■ 所给文章 ■

================================

一开始搞的prometheus operator是一键式部署的,部署确实简单了,但是管理使用起来就不方便就没再用。
后来搞prometheus监控,只在centos7安装prometheus,使用的监控进程服务,监控mysql,监控docker容器。完事后使用grafana在网页显示,使用alertmanager进行报警,功能都算实现了。
再后来监控kubernetes,发现prometheus想要监控k8s集群就必须在k8s集群中部署一个prometheus,然后就在集群中部署了一个prometheus,以及node_exporter、kube-state-metrics分别用来监控集群的node节点主机信息和pod、node状态等。。。
进入正题。。
有关prometheus组件的下载地址:https://prometheus.io/download/
1.1网页下载 prometheus-2.13.0.linux-amd64.tar.gz 或者
wget -c https://github.com/prometheus/prometheus/releases/download/v2.13.0/prometheus-2.13.0.linux-amd64.tar.gz
1.2网页下载 node_exporter-0.18.1.linux-amd64.tar.gz 或者
wget -c https://github.com/prometheus/node_exporter/releases/download/v0.18.1/node_exporter-0.18.1.linux-amd64.tar.g
1.3网页下载 process-exporter-0.5.0.linux-amd64.tar.gz
wget -c https://github.com/ncabatoff/process-exporter/releases/download/v0.5.0/process-exporter-0.5.0.linux-amd64.tar.gz
1.4网页下载 alertmanager-0.19.0.linux-amd64.tar.gz
wget https://github.com/prometheus/alertmanager/releases/download/v0.19.0/alertmanager-0.19.0.linux-amd64.tar.gz
1.5网页下载 grafana-6.4.1.linux-amd64.tar.gz
wget https://dl.grafana.com/oss/release/grafana-6.4.1.linux-amd64.tar.gz
2.解压
先在/opt/目录下创建prometheus、node_exporter 、process_exporter、alertmanager、grafana
mkdir -p /opt//prometheus
mkdir -p /opt/node_exporter
mkdir -p /opt/process_exporter
mkdir -p /opt/alertmanager
mkdir -p /opt/grafana
tar zxf /opt/prometheus-2.13.0.linux-amd64.tar.gz -C /opt/prometheus --strip-components=1
tar zxf /opt/node_exporter-0.18.1.linux-amd64.tar.gz -C /opt/node_exporter --strip-components=1
tar zxf /opt/process-exporter-0.5.0.linux-amd64.tar.gz -C /opt/process_exporter --strip-components=1
tar zxf /opt/alertmanager-0.19.0.linux-amd64.tar.gz -C /opt/alertmanager --strip-components=1
tar zxf /opt/grafana-6.4.1.linux-amd64.tar.gz -C /opt/grafana --strip-components=1
3.配置
vim /opt/prometheus/prometheus.yml
global:
scrape_interval:
evaluation_interval: 15s
alerting:
alertmanagers:
- static_configs:
- targets: ['192.168.1.131:9093']
rule_files:
- "rules.yml"

================================

■ 所示数据 ■
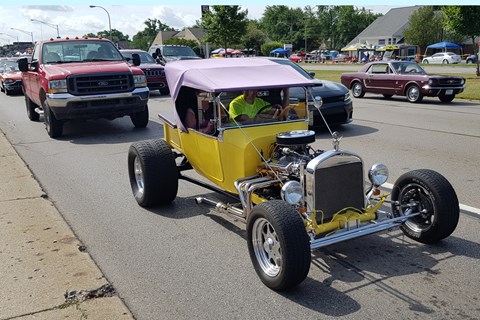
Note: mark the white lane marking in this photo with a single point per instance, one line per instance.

================================

■ 所需操作 ■
请把所给文章中从“一开始搞的prometheu”到“r进行报警,功能都算实现了。”的内容一字不差地抄写下来,起止两处文字都要包括在内。 这些数据取自其他来源。

■ 任务答案 ■
一开始搞的prometheus operator是一键式部署的,部署确实简单了,但是管理使用起来就不方便就没再用。
后来搞prometheus监控,只在centos7安装prometheus,使用的监控进程服务,监控mysql,监控docker容器。完事后使用grafana在网页显示,使用alertmanager进行报警,功能都算实现了。